Copy out all the data, word for word.

>>>

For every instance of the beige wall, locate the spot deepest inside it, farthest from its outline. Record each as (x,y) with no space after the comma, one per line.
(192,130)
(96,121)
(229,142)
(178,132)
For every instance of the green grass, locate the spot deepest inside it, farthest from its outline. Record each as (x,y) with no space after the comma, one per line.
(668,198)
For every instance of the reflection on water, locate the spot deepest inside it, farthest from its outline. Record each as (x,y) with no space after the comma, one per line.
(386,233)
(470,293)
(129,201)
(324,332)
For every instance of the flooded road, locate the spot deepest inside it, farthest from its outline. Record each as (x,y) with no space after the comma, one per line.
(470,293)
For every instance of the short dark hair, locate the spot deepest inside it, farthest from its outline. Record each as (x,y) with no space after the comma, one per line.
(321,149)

<<<

*Result for this task*:
For every instance of the beige wall, locate the spot deepest inside it, farthest from its outline. Record each as (x,y) with no space after the comma, one per line.
(192,130)
(96,121)
(229,142)
(178,132)
For every instance of the green grass, locate the spot deepest inside it, farthest from its outline. Record each as (x,y) with no space after the comma, one per line.
(668,198)
For every instance of the reflection on water, locate the spot deepest inside it, farthest from its outline. Record each as (x,y) with no space after the comma, one per line.
(386,233)
(470,293)
(129,201)
(324,332)
For every instance of the flooded road, locate the spot deepest inside it, farthest from its outline. Record each as (x,y) with no space after the comma, one per line.
(470,293)
For every instance of the short dark hair, locate the spot deepest inside it, farthest from its outline. Record each as (x,y) with no space after the comma, one per line.
(321,149)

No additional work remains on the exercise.